I love the outdoors as a kid. I was always outside — running, riding my bike, wandering through the woods, playing tennis, climbing playground equipment until the lightning bugs came out.


Running was my favorite thing to do and I was great at it – the second fastest girl in my grade. I loved running barefoot, it was when I ran my best.


The school insisted we wear shoes — understandable, of course — but I could never get the same traction in them. I was still fast, just not my kind of fast. I remember being frustrated when, at the relay race, we came in second, during field day. I knew, deep down, that barefoot I would have flown.


Something happened that day, my interest in running declined — maybe not instantly, but enough that I can still trace the feeling back to that moment. That relay race was the first time I remember movement becoming something less than joy – disenchanted.


Despite loving movement as a child — biking for hours, running through neighborhoods until the streetlights came on — I see now that I grew up associating “fitness” with measurement, judgment, anxiety, and clipboards.


It wasn’t one event, it was a slow accumulation. A thousand tiny moments that taught me movement could be evaluated, ranked, discussed, and turned into performance.


I have a long list of receipts proving how much I loved being outdoors and moving my body. I have an equally long list explaining why I stopped. So how do you resurrect that love after years of discouragement?


Maybe you start at the beginning.


Good Intentions, Complicated Results

The Presidential Physical Fitness Program was officially launched in 1966 under Lyndon B. Johnson, though its roots stretched back to Dwight D. Eisenhower and Cold War anxieties over supposedly “soft” American youth.


The Cold War was very much a vibe, and apparently the Soviets being more physically fit than Americans was alarming to politicians — if not to children who just wanted to play outside.


The idea itself was noble enough: encourage fitness, celebrate achievement, slap a patch on a kid’s shirt and send them home proud.


For some kids, it worked. For others, maybe for many of us, it quietly tangled movement with measurement and joy with judgment.


If you grew up in the ‘70s, ‘80s, or ‘90s, you probably remember it: pull-ups, shuttle runs, sit-and-reach tests, mile runs, score charts, public rankings. The standardized testing version of gym class. Athletic kids became royalty. Everyone else felt like a cautionary tale.


A soft warning about national strength slowly turned into a cultural campaign where stronger bodies supposedly meant a stronger America.


The irony is that Gen X kids already moved constantly. We rode bikes everywhere. We climbed trees. We disappeared for entire afternoons with little more than a garden hose and questionable supervision. Physical activity wasn’t scheduled. It was life.


But somewhere along the way, movement stopped being about freedom and started becoming about performance.
________________________________________
> Tasks to perform
• a. Answer these questions using the essay on childhood movement and fitness testing:
(i) In what year was the Presidential Physical Fitness Program officially launched, and under which president?
(ii) How did the writer rank in running speed among the girls in their grade?
(iii) What four things does the writer say they grew up associating "fitness" with?
• b. Count the lines of the records that contain the string "post", matching case exactly. Reply with the number only.
The records that follow are unrelated to the essay on childhood movement and fitness testing.
________________________________________
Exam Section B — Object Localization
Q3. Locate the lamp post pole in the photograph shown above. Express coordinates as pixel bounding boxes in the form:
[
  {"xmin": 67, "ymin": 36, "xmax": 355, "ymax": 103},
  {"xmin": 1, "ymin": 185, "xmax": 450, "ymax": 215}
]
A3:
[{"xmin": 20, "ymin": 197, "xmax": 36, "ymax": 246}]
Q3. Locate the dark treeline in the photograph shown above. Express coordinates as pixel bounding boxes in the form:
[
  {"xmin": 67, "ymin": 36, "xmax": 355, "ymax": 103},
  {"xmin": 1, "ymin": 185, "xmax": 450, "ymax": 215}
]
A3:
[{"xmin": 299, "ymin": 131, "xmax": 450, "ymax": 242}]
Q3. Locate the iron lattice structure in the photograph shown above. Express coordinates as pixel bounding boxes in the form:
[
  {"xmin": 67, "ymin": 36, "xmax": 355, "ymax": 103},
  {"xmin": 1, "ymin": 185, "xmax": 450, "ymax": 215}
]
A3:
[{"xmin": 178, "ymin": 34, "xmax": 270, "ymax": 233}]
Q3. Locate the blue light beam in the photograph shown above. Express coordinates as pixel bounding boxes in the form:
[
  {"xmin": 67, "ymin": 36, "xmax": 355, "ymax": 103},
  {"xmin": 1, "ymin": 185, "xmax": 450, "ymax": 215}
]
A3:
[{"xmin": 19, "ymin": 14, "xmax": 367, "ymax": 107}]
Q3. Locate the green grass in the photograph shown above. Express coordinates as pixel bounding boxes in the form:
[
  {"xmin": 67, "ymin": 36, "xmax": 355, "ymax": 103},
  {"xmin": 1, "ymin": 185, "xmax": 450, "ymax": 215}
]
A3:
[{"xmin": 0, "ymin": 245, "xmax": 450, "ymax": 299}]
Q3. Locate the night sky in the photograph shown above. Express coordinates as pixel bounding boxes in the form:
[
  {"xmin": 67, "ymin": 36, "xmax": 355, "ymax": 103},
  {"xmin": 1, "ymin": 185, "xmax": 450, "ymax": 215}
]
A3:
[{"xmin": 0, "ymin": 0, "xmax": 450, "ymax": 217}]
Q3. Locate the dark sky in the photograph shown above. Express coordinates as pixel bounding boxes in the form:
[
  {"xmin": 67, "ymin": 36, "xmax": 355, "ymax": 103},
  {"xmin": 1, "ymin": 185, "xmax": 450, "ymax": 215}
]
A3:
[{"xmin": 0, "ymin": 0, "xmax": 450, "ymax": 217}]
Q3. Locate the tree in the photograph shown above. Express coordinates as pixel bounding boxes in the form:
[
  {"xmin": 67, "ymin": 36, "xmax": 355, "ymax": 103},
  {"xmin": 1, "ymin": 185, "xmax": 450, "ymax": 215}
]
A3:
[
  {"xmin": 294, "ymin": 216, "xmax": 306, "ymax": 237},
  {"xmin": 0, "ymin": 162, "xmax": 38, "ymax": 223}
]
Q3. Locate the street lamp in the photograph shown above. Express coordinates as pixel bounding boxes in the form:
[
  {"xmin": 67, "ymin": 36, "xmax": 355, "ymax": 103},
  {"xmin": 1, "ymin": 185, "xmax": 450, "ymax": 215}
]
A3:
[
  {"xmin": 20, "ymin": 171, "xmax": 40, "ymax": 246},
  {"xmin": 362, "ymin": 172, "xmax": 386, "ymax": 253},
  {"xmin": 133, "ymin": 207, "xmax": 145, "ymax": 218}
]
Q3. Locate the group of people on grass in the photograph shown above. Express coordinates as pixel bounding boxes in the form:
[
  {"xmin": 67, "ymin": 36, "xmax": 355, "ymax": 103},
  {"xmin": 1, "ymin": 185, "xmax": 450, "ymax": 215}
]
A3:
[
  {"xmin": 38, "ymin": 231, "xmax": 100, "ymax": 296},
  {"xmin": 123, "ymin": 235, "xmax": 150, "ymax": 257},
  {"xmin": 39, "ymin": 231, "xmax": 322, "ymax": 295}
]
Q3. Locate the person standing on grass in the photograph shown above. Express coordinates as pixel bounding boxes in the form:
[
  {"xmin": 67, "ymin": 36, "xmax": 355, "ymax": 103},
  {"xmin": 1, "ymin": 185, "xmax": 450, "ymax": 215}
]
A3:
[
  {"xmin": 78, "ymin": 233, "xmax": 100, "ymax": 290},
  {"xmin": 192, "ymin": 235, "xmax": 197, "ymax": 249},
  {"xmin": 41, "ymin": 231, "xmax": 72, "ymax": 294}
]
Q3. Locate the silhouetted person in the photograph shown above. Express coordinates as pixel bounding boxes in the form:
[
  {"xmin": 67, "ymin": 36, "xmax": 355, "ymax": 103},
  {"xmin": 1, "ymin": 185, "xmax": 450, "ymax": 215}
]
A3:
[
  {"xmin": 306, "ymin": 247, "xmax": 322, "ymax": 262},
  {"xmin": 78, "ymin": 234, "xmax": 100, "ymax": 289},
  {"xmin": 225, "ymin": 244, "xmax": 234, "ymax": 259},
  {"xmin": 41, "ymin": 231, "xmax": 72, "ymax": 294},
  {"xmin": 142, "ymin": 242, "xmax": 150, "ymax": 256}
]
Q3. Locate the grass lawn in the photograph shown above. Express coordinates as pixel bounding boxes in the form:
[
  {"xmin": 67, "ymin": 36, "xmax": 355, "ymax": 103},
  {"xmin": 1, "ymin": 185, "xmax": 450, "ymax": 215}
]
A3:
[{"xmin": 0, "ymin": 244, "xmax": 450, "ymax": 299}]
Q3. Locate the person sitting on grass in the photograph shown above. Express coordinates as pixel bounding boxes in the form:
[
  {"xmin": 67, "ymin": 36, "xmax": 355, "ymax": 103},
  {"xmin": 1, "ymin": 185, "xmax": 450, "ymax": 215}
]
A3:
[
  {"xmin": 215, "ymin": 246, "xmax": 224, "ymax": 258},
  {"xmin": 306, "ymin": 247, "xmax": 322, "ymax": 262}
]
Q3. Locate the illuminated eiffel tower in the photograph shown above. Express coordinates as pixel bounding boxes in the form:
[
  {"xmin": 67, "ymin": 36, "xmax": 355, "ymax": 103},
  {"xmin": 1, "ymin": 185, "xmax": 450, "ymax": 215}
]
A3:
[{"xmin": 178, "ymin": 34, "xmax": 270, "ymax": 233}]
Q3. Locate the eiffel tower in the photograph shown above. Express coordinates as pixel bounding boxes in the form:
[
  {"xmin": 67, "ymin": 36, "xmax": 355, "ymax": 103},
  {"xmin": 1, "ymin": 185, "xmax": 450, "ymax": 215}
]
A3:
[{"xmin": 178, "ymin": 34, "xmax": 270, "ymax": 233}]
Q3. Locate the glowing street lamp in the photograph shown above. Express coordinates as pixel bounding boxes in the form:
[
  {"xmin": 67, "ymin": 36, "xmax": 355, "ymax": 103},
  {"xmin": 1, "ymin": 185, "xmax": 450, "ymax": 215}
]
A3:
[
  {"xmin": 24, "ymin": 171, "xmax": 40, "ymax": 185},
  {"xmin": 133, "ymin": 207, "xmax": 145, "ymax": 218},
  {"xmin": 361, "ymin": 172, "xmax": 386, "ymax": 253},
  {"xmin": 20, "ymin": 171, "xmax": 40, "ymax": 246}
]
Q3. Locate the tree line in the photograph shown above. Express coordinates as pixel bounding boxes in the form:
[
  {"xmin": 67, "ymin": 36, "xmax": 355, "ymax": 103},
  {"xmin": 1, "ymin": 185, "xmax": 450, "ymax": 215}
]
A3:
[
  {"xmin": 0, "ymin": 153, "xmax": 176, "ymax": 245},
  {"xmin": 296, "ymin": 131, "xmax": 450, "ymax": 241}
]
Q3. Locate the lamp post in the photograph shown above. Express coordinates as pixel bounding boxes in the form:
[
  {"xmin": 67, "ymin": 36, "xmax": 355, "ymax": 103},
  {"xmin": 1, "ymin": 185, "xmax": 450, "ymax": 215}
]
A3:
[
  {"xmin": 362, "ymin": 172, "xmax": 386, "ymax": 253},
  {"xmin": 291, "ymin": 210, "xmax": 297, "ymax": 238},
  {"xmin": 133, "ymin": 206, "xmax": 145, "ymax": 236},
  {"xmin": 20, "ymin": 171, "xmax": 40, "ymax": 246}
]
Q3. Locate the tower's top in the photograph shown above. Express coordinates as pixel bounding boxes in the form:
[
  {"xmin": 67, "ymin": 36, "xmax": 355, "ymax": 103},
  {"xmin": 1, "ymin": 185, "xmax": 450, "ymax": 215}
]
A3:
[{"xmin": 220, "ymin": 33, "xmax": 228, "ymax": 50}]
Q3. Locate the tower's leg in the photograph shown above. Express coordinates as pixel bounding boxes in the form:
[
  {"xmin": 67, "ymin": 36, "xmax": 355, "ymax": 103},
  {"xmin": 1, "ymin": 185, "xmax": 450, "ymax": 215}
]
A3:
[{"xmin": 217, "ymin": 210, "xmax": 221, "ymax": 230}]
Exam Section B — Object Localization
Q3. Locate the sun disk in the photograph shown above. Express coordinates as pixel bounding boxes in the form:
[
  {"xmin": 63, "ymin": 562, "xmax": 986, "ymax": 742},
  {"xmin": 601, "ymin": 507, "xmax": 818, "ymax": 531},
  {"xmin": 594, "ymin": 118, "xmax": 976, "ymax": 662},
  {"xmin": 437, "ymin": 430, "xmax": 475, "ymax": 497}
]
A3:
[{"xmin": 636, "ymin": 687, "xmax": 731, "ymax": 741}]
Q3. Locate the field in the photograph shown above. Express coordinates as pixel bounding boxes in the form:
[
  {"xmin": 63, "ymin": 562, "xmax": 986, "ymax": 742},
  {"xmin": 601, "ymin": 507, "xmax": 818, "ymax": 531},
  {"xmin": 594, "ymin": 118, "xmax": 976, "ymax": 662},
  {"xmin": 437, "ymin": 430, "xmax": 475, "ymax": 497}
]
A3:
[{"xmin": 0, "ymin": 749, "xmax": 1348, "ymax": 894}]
________________________________________
> Written responses
• a.
(i) 1966, under Lyndon B. Johnson.
(ii) Second fastest.
(iii) Measurement, judgment, anxiety, and clipboards.

• b. 2